(Beginning of Records shown)

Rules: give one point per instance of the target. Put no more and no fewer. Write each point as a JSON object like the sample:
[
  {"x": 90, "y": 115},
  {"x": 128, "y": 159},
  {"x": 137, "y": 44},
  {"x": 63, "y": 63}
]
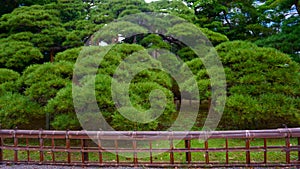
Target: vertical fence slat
[
  {"x": 265, "y": 151},
  {"x": 117, "y": 151},
  {"x": 135, "y": 159},
  {"x": 150, "y": 145},
  {"x": 287, "y": 155},
  {"x": 16, "y": 146},
  {"x": 171, "y": 150},
  {"x": 188, "y": 156},
  {"x": 68, "y": 147},
  {"x": 52, "y": 152},
  {"x": 248, "y": 160},
  {"x": 206, "y": 152},
  {"x": 100, "y": 150},
  {"x": 299, "y": 149},
  {"x": 41, "y": 146},
  {"x": 226, "y": 146}
]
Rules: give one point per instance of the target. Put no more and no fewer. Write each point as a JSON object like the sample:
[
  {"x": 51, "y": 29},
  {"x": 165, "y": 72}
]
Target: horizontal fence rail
[{"x": 241, "y": 148}]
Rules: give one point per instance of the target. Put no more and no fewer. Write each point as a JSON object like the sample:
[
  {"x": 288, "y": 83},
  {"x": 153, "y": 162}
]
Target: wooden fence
[{"x": 256, "y": 148}]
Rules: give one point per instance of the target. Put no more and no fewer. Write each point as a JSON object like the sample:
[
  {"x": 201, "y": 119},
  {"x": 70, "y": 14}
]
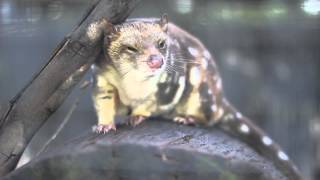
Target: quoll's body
[{"x": 154, "y": 68}]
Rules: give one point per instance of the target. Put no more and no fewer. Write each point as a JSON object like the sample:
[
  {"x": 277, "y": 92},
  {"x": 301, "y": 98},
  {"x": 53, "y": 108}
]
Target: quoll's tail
[{"x": 234, "y": 123}]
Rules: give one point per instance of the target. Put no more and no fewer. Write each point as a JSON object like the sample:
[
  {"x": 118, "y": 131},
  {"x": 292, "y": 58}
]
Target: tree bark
[
  {"x": 154, "y": 150},
  {"x": 50, "y": 86}
]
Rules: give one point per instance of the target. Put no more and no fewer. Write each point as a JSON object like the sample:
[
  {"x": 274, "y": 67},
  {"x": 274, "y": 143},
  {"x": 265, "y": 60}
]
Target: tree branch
[
  {"x": 50, "y": 86},
  {"x": 153, "y": 150}
]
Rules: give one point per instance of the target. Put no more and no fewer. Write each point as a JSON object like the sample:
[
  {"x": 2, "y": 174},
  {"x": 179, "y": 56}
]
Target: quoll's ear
[{"x": 164, "y": 22}]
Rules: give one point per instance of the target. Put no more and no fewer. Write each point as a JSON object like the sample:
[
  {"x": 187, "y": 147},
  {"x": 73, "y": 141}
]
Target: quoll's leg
[
  {"x": 139, "y": 114},
  {"x": 189, "y": 111},
  {"x": 105, "y": 102}
]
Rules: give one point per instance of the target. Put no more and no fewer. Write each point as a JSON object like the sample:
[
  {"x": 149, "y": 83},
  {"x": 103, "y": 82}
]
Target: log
[
  {"x": 154, "y": 150},
  {"x": 41, "y": 97}
]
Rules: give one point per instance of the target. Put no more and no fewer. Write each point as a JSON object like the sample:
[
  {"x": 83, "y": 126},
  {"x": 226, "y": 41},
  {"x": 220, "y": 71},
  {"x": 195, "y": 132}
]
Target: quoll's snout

(End of Records shown)

• [Exercise objective] Reproduce every line above exactly as written, omitting the images.

• [Response to the exercise]
Rules: give one point per instance of the target. Put no more and no fewer. Write each point as a JSON object like the sample:
[
  {"x": 90, "y": 115},
  {"x": 128, "y": 159},
  {"x": 137, "y": 44},
  {"x": 63, "y": 63}
]
Target: vertical fence slat
[
  {"x": 265, "y": 151},
  {"x": 117, "y": 151},
  {"x": 135, "y": 159},
  {"x": 150, "y": 145},
  {"x": 287, "y": 155},
  {"x": 16, "y": 146},
  {"x": 171, "y": 150},
  {"x": 188, "y": 156},
  {"x": 68, "y": 147},
  {"x": 52, "y": 152},
  {"x": 248, "y": 160},
  {"x": 206, "y": 152},
  {"x": 100, "y": 150},
  {"x": 299, "y": 149},
  {"x": 41, "y": 146},
  {"x": 226, "y": 146}
]
Rules: give one point per instance of the target. Put no more and no fewer. Write each point as a JSON object like the sample:
[
  {"x": 51, "y": 29},
  {"x": 165, "y": 72}
]
Target: horizontal fence rail
[{"x": 241, "y": 148}]
Rules: give one point per instance of the target. Put no more and no fewer. Write each point as a JSON object like the sample:
[
  {"x": 288, "y": 83},
  {"x": 153, "y": 162}
]
Target: wooden fence
[{"x": 256, "y": 148}]
Rules: give one point per instance of the target. Put no more and no fewer. Write each point as a JSON object like the sample:
[
  {"x": 201, "y": 119},
  {"x": 70, "y": 14}
]
Target: quoll's body
[{"x": 154, "y": 68}]
Rules: give one point per instance of the target. Put no more and no fewer. Write each point as a JSON object like the sample:
[
  {"x": 277, "y": 92},
  {"x": 301, "y": 98},
  {"x": 53, "y": 108}
]
Target: quoll's tail
[{"x": 234, "y": 123}]
Rules: give one point per instance of the target. Put no more and no fewer. Write each point as a JSON object like the sample:
[
  {"x": 118, "y": 131},
  {"x": 292, "y": 58}
]
Target: tree bark
[
  {"x": 154, "y": 150},
  {"x": 50, "y": 86}
]
Rules: give one point per instance of the target. Put no more and no fewer. Write each point as a JSON object like the sample:
[
  {"x": 274, "y": 67},
  {"x": 274, "y": 143},
  {"x": 265, "y": 60}
]
Target: tree branch
[
  {"x": 50, "y": 86},
  {"x": 153, "y": 150}
]
Rules: give one point per instance of the target. Put no more and no fewer. Write each point as a JSON object like the sample:
[
  {"x": 2, "y": 174},
  {"x": 179, "y": 56}
]
Target: quoll's ear
[{"x": 164, "y": 22}]
Rules: give one point per instance of the target. Put no more and no fewer. Write each point as a JSON object like the sample:
[
  {"x": 187, "y": 147},
  {"x": 73, "y": 141}
]
Target: quoll's leg
[
  {"x": 139, "y": 114},
  {"x": 189, "y": 111},
  {"x": 105, "y": 102}
]
Rules: give one point per instance of the target. Put no more and no fewer. Write each point as a JSON object like the sample:
[
  {"x": 149, "y": 83},
  {"x": 103, "y": 82}
]
Target: log
[
  {"x": 154, "y": 150},
  {"x": 41, "y": 97}
]
Rules: give one point per instance of the target. Put no more and no fewer. Write each point as a JSON object like the sample:
[
  {"x": 83, "y": 126},
  {"x": 226, "y": 41},
  {"x": 220, "y": 71},
  {"x": 195, "y": 132}
]
Target: quoll's snout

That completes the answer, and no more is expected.